_Page extract:_
What if we could eat our cake and have it, too?
"Tesla was not founded to make expensive cars or to make luxury or high performance cars. This is a misconception that comes up all the time. It's perhaps understandable based on the cars that we've built to date. But it is not our mission. Our mission is to make cars that everyone can afford and to change the electric mobility equation, so that essentially every vehicle could have the opportunity to be electric."
JB Straubel, Oct 15 2015, University of Nevada
An Affordable EV?
The question gets bantered about from time to time asking, when will there be a more affordable EV? The $35,000 Tesla Model 3, along with the Hyundai Kona Electric and the Kia Niro EV are steps in the right direction. But, $35,000 is still beyond the budget of many people. In 2018 the average SRP of the 10 top-selling non-truck vehicles was about $24,000.

(Items listed in a dataset)
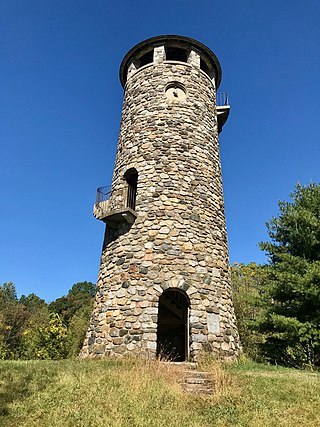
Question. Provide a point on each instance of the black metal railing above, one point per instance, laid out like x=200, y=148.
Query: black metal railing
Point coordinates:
x=222, y=99
x=103, y=194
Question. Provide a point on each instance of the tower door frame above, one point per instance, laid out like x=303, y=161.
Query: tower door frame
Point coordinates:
x=173, y=333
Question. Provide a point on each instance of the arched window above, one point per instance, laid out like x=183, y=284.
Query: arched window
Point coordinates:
x=131, y=177
x=176, y=54
x=173, y=325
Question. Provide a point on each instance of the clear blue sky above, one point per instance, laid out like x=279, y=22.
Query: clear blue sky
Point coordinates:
x=60, y=114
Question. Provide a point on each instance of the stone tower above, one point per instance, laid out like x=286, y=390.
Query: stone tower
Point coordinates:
x=164, y=283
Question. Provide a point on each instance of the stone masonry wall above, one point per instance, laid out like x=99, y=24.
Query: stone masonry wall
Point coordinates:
x=178, y=239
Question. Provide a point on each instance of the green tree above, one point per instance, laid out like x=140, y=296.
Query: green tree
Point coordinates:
x=80, y=295
x=52, y=339
x=292, y=322
x=38, y=318
x=13, y=321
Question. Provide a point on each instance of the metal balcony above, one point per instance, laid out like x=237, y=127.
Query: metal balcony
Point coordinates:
x=223, y=109
x=111, y=215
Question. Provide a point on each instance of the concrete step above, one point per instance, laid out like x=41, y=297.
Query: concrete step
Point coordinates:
x=198, y=382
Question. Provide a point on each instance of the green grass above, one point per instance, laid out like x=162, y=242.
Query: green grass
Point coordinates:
x=139, y=393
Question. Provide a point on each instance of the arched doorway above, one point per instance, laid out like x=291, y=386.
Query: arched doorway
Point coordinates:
x=173, y=325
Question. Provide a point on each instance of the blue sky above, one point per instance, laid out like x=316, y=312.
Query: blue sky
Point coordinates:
x=60, y=113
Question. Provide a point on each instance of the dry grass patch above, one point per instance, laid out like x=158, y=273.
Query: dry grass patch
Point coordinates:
x=143, y=393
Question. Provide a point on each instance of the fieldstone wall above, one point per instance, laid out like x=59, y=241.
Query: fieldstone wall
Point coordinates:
x=178, y=239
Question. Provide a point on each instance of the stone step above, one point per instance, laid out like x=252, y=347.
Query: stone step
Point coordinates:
x=198, y=382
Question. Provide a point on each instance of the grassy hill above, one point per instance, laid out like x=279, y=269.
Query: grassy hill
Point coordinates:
x=140, y=393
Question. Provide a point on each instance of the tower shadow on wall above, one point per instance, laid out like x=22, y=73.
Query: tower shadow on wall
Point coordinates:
x=112, y=234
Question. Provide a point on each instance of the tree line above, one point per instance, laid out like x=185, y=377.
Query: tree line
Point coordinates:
x=277, y=304
x=32, y=329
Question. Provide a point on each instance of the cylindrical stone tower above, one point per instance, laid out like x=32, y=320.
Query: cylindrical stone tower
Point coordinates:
x=164, y=282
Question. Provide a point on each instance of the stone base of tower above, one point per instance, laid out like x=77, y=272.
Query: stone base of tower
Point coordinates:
x=168, y=321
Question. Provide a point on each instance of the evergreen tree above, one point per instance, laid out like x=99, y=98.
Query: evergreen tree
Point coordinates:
x=292, y=322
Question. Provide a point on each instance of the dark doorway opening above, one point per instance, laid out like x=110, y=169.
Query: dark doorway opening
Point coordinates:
x=131, y=176
x=173, y=326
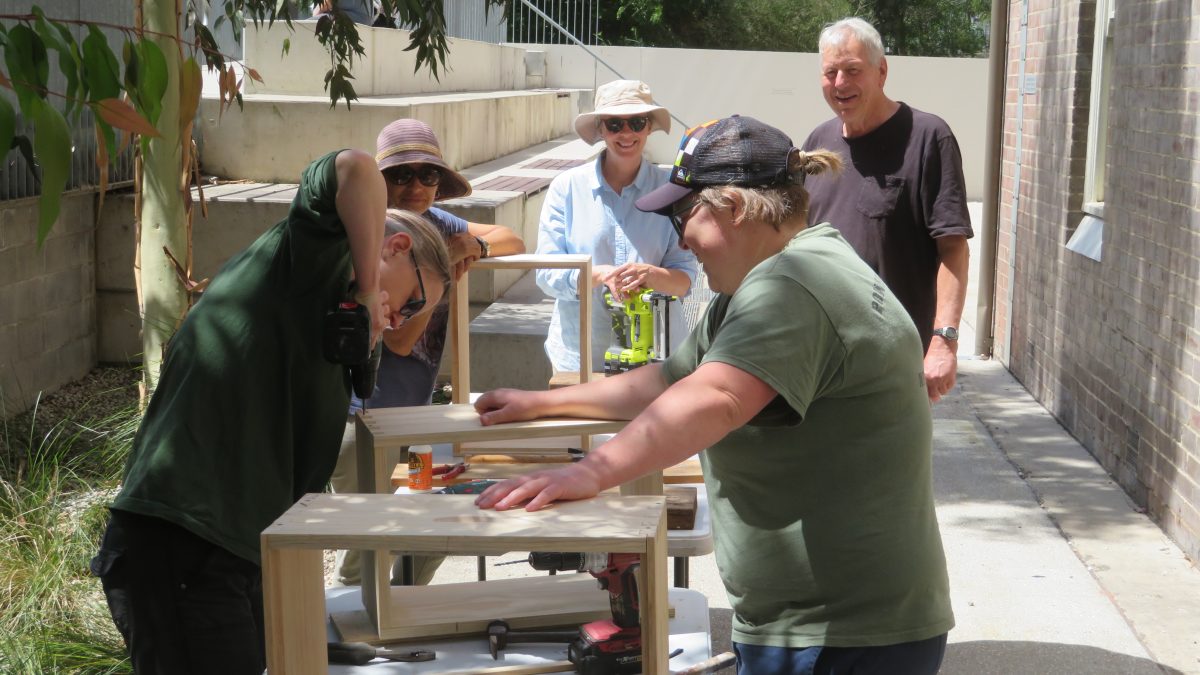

_Given request 1:_
In the affordable EV passage, why are the $35,000 Tesla Model 3, the Hyundai Kona Electric and the Kia Niro EV described only as "steps in the right direction"? Answer in one to three sentences.
_Given request 2:_
Carry on the affordable EV passage from its last sentence.
You won't need the data for any of this.

_Written response 1:_
They are only steps because $35,000 is still beyond the budget of many people. In 2018 the average SRP of the 10 top-selling non-truck vehicles was about $24,000.

_Written response 2:_
We have to wonder, when will we see an EV priced below $30,000? A $28,000 sticker price would be more competitive with non-luxury IC vehicles. Such a vehicle would make owning an EV more accessible to millions of additional buyers. A well-designed vehicle around this price point would drive EV adoption to the levels that many of us would like to see.
It is clear, however, that simply offering an affordable vehicle at the sacrifice of range is not a winning broad market strategy. Marketing survey data tells us a competitive range is an important feature. EVs need good range in order to be widely adopted. Consumers expect new technology to be better than current technology, not worse. This applies to electric vehicles in every regard, including range. We should expect our cars of the future to have great technology and equal or greater range than that of current IC vehicles. For many people, anything less is considered not acceptable.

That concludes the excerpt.